◆ **EXERCISE PROMPT**:
Look below for the line holding "Trace the outline of every instance of the white spindle back" and the line holding "Trace the outline of every instance of the white foreground". Repeat those two and everything between, exactly.

◆ **GIVEN DATA**:
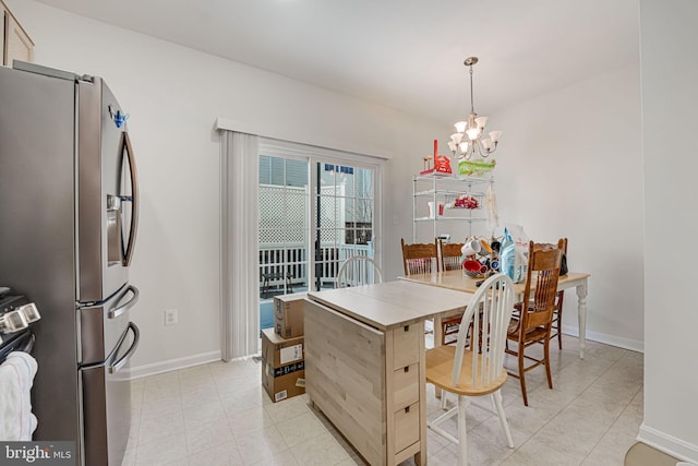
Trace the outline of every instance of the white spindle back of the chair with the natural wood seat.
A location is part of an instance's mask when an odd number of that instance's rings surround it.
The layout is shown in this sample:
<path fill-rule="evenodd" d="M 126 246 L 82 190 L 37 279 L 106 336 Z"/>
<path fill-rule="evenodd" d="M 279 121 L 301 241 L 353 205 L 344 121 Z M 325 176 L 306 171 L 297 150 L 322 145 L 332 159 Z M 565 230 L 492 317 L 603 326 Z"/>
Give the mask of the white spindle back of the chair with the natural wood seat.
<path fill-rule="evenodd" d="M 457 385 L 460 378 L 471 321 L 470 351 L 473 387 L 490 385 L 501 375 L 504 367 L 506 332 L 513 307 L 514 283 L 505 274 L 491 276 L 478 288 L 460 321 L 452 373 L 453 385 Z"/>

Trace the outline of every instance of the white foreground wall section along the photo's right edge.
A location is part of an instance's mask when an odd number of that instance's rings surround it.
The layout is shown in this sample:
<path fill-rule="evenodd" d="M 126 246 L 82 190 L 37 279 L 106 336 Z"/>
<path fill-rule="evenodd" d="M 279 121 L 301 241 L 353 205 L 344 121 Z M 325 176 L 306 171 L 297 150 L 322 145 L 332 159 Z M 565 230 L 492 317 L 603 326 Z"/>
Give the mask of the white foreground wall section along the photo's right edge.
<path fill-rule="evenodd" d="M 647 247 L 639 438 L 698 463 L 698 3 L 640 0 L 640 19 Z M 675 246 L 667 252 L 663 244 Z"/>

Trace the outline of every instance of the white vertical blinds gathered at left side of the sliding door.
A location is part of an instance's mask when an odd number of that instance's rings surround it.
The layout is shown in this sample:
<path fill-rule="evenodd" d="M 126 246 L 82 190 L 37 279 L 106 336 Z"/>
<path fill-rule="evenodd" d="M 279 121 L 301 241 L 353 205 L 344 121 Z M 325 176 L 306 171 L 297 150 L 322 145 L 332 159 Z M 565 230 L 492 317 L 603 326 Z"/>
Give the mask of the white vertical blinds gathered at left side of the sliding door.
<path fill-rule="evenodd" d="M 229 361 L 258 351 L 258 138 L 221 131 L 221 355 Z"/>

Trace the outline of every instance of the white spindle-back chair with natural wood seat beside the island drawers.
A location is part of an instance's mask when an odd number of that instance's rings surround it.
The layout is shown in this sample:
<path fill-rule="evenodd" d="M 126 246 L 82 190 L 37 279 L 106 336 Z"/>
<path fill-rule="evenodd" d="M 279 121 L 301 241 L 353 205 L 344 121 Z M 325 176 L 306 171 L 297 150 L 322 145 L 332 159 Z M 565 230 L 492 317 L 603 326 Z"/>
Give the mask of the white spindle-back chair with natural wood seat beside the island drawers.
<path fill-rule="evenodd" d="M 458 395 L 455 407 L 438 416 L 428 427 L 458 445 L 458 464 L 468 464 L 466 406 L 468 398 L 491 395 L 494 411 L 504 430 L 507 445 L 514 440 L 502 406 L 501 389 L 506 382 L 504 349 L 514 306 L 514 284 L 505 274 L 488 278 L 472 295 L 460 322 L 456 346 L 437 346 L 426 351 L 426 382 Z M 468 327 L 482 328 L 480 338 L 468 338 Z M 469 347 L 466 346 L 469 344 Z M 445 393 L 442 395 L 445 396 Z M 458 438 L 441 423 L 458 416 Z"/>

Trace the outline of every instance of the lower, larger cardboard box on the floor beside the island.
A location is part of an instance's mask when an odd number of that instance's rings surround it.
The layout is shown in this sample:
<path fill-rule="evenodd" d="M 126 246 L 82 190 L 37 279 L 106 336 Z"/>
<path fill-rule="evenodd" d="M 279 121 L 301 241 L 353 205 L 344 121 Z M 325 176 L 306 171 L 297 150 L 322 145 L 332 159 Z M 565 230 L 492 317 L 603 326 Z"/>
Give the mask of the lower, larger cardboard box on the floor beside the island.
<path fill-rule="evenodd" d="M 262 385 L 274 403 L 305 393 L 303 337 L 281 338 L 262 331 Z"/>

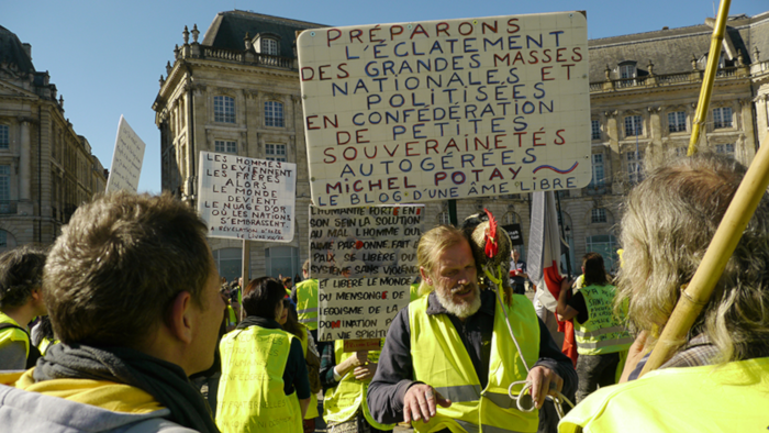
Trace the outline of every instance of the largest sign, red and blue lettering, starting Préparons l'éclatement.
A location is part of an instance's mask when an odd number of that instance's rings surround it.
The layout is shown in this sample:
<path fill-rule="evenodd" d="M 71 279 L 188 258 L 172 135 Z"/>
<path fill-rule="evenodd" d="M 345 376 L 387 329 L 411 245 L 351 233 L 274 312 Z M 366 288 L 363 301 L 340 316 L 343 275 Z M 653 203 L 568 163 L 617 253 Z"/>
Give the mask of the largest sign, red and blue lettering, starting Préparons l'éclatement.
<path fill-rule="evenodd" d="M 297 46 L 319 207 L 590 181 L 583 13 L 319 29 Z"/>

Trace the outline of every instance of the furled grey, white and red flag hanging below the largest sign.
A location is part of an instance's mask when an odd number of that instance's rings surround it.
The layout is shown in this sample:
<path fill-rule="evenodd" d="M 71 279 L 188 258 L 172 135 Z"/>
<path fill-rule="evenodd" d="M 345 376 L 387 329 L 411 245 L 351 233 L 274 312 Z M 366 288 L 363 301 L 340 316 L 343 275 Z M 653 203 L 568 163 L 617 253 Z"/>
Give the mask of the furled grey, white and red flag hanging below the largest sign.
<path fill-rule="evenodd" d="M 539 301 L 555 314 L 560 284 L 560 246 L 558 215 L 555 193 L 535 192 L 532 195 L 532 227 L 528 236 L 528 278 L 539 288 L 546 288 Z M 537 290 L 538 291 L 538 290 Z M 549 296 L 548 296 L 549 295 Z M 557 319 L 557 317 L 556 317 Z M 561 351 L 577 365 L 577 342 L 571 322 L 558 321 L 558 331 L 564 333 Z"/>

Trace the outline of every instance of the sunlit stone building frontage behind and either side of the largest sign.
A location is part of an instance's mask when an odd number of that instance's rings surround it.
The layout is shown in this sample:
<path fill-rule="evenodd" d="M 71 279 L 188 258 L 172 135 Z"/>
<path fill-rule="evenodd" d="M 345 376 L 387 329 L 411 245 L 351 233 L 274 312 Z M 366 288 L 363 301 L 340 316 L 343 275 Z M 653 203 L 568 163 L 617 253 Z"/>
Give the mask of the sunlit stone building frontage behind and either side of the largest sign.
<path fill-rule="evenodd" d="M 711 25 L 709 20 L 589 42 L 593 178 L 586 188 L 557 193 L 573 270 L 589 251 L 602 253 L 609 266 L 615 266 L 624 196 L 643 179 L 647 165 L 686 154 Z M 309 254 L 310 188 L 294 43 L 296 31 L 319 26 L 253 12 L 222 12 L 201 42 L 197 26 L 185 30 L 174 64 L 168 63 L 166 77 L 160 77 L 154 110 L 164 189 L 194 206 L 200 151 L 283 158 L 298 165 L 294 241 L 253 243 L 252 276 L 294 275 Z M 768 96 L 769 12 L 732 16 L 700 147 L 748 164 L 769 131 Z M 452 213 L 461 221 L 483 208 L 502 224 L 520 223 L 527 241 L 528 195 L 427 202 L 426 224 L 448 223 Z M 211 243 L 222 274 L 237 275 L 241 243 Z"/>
--
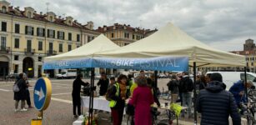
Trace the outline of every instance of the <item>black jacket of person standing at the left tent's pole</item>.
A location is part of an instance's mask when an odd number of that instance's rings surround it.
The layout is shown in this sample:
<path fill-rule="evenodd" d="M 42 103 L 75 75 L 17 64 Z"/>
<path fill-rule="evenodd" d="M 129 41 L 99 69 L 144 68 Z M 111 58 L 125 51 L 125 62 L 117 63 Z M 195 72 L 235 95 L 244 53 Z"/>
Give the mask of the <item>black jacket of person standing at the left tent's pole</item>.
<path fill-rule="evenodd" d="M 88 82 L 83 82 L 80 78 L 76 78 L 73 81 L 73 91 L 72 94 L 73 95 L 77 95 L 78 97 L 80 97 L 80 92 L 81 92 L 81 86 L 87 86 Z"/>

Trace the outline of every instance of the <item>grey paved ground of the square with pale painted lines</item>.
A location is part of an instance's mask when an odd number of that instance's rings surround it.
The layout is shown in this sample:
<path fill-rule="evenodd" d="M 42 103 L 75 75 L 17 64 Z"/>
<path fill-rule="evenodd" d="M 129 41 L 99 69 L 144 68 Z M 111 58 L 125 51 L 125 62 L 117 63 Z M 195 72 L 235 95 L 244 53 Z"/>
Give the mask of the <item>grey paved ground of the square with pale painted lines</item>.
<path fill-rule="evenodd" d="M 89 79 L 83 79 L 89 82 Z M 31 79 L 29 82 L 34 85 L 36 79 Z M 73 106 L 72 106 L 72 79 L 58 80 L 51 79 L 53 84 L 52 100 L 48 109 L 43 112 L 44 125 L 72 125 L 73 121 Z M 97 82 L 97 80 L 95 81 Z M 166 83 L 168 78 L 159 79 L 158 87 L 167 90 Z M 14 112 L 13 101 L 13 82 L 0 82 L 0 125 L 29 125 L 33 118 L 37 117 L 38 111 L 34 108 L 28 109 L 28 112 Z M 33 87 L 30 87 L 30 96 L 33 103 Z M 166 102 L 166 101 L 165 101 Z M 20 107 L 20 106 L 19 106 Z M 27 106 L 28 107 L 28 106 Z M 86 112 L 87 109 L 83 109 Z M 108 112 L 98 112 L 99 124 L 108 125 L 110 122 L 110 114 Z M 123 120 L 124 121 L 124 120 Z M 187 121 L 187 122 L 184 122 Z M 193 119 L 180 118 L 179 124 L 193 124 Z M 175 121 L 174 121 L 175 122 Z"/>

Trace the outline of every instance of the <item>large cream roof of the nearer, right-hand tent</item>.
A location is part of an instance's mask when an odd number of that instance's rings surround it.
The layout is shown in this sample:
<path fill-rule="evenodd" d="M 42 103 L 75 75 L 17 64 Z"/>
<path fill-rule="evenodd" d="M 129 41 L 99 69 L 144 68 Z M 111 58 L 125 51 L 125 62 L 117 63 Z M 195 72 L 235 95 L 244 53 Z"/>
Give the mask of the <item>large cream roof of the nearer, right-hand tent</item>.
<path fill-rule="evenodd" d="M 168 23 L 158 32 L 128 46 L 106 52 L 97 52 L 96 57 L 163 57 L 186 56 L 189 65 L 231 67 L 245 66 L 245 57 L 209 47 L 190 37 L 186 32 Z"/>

◆ **ANSWER SECTION**:
Trace the outline of every instance of the white spindle back of the chair with the natural wood seat.
A location is part of an instance's mask when an odd number of that instance's rings surround it.
The layout is shown in this sample:
<path fill-rule="evenodd" d="M 126 246 L 82 190 L 37 279 L 106 336 Z"/>
<path fill-rule="evenodd" d="M 279 121 L 301 241 L 353 205 L 344 121 Z M 325 176 L 306 171 L 297 150 L 322 145 L 332 159 Z M 565 230 L 492 317 L 603 326 Z"/>
Give the mask of the white spindle back of the chair with the natural wood seat.
<path fill-rule="evenodd" d="M 457 385 L 460 378 L 471 321 L 470 351 L 473 387 L 490 385 L 501 375 L 504 367 L 506 332 L 513 307 L 514 283 L 505 274 L 491 276 L 478 288 L 460 321 L 452 373 L 453 385 Z"/>

Trace the outline of every instance of the white foreground wall section along the photo's right edge.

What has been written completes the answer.